[Point-per-instance localization data]
_____

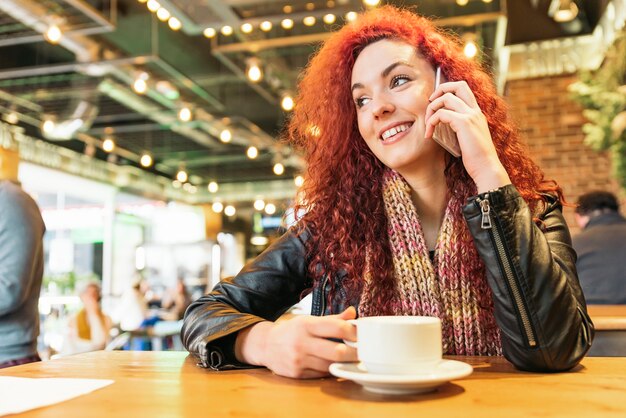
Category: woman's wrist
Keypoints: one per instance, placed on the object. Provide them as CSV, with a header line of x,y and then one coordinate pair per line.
x,y
250,343
491,179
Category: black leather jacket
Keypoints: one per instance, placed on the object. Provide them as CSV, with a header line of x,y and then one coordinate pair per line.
x,y
539,305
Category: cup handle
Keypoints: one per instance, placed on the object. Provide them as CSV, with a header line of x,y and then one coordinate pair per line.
x,y
352,344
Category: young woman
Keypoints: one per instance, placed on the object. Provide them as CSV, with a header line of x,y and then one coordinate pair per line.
x,y
395,225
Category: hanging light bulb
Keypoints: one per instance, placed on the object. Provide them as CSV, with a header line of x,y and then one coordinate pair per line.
x,y
174,23
252,152
153,5
184,114
145,160
163,14
226,136
182,176
270,209
329,18
279,169
287,102
254,72
351,16
217,207
108,145
470,50
259,204
229,210
53,34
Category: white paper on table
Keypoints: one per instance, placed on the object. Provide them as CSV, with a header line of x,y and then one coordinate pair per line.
x,y
19,394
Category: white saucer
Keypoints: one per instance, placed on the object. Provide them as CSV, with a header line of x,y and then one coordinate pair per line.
x,y
402,384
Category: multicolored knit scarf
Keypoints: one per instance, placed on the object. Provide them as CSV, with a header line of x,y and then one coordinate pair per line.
x,y
453,287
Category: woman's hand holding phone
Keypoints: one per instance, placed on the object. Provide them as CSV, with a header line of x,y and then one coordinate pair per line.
x,y
453,104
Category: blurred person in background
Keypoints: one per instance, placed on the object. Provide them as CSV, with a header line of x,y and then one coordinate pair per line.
x,y
175,302
601,248
89,329
21,266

_____

*Action item*. Every line above must appear in the answer unchanged, and no picture may appear in it.

*Answer to this exercise*.
Category: woman's wrist
Keypoints: one per instance, placed on the object. Provide them as CSV, with a header line of x,y and then one coordinate pair per line.
x,y
250,343
491,179
Category: black leather jacket
Keypoints: one per instance, placed on the object. Provide them as CSV, with a header line of x,y and then one coordinate pair per line.
x,y
539,305
Category: cup handle
Keypoints: one per instance, placed on the object. Provide them as CSV, with a header line of x,y and then one coordinate pair per line.
x,y
352,344
Category: young woman
Keypoints: one per instance, placed on the object. Provide them as CSV, with a header line of x,y and then one coordinate pair per line.
x,y
395,225
Category: hanging light bulb
Keypoints: one per instance, placed on the object. Provide them as CSV, with a header line of x,y and then one coordinate pair per line.
x,y
174,23
252,152
153,5
184,114
145,160
163,14
226,136
182,176
270,209
329,18
279,169
287,102
254,72
351,16
217,207
108,145
470,50
259,204
229,210
53,34
Category: white paper on table
Keypoints: one per instance, placed on the object. Provide them as CSV, with a header line of x,y and then one coordinate pair per line.
x,y
19,394
Category: white saucer
Keypoints: one per instance, placed on the object. Provide them as CSV, with a header line of x,y and then one coordinate pair per line.
x,y
402,384
Category: multicolored knit scarf
Keypoints: one per instance, placed on the object. Provide them as CSV, with a header line of x,y and then one coordinate pair per line.
x,y
453,287
Category: woman's hand holding phone
Keypoints: one per instance, placed on the object. Provide them as CSV, with a header line of x,y and then one coordinate pair per line.
x,y
453,104
Category: blurred person in background
Keypoints: one per instance, placed on the object. Provide them as CSV, with a header line of x,y and then one coordinate pair per line.
x,y
175,302
601,248
89,329
21,266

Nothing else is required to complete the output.